DATA IN THIS EXERCISE →

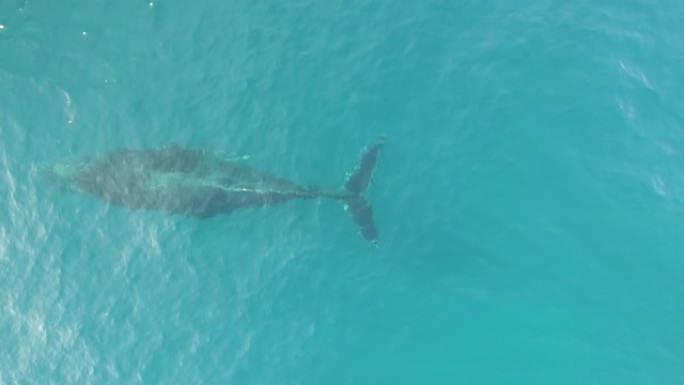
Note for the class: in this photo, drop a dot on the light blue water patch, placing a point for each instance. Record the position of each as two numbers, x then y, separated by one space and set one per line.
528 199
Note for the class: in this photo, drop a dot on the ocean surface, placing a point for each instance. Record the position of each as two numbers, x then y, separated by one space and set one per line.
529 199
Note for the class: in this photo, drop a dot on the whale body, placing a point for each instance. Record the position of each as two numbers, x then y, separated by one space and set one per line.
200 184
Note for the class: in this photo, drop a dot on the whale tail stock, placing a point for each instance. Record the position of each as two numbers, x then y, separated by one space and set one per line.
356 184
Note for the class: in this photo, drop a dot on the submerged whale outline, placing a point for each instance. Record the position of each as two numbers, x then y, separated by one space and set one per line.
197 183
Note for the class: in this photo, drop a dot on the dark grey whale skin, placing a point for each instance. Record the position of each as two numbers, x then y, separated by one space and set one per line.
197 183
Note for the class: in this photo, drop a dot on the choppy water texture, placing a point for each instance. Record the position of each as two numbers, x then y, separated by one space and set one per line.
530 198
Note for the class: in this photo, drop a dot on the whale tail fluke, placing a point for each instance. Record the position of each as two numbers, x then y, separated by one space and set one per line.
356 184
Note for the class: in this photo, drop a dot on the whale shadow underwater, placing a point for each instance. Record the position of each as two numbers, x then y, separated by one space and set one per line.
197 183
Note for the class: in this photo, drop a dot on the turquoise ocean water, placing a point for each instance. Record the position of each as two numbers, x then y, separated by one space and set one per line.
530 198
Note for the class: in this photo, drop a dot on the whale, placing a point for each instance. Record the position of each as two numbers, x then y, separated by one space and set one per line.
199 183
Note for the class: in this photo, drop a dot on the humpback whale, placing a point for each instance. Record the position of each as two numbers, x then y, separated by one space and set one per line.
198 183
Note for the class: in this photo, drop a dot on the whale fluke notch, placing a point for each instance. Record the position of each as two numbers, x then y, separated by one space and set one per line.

TASK GOAL → Output each line above exactly. Skip the images.

RESPONSE TO THE TASK →
Note for the class: in this photo, drop a dot on the light blue water patch, placing a point for each instance. Record the position of each as two numbers, x then y, separated by one space and set one per line.
528 199
Note for the class: in this photo, drop a dot on the ocean surface, placing a point for each instance. Record the position of each as two numbers, x then y, separated by one space and set one per line.
529 199
Note for the class: in this photo, drop a dot on the whale body, placing a point for each instance. Record the position of each as two numbers, x then y, separated by one space and set one per line.
200 184
Note for the class: in this photo, drop a dot on the whale tail stock, placing a point for each instance. Record the position of each as two numbers, x then y, separated by one space and set one per line.
356 184
Note for the class: in this photo, drop a dot on the submerged whale outline, placing a point for each instance. Record the position of each as two numbers, x then y, separated by one space and set one per line.
197 183
Note for the class: in this photo, drop a dot on the dark grey whale skin, placing a point for each instance. Record the position of each as two numbers, x then y, separated by one space and set one per line.
197 183
Note for the class: in this photo, drop a dot on the choppy water texture, placing a point for each instance. Record the position of each as two numbers, x then y, separated by one space and set one per line.
530 198
Note for the class: in this photo, drop a dot on the whale tail fluke, placing a point for each instance. Record the position of each as two numbers, x then y, separated by one space and set one per line.
356 184
Note for the class: in this photo, drop a dot on the whale shadow underwater, placing a point for each instance. Record the position of each as two numbers, x then y, separated by one space and set one per line.
197 183
Note for the class: in this photo, drop a dot on the turquoise ocean water, placing a point for each instance. Record the position of each as two numbers, x then y, separated by one space and set one per line.
530 198
Note for the class: in this photo, drop a dot on the whale, placing a point for each instance. Record the position of each as two numbers, x then y, separated by one space and set one per line.
199 183
Note for the class: in this photo, drop a dot on the humpback whale, placing a point for each instance. Record the position of each as two numbers, x then y, separated by one space and set one per line.
198 183
Note for the class: in this photo, drop a dot on the whale fluke notch, placing a point for each instance. Record the position of each as two numbers, x then y, separated by one space and set one per line.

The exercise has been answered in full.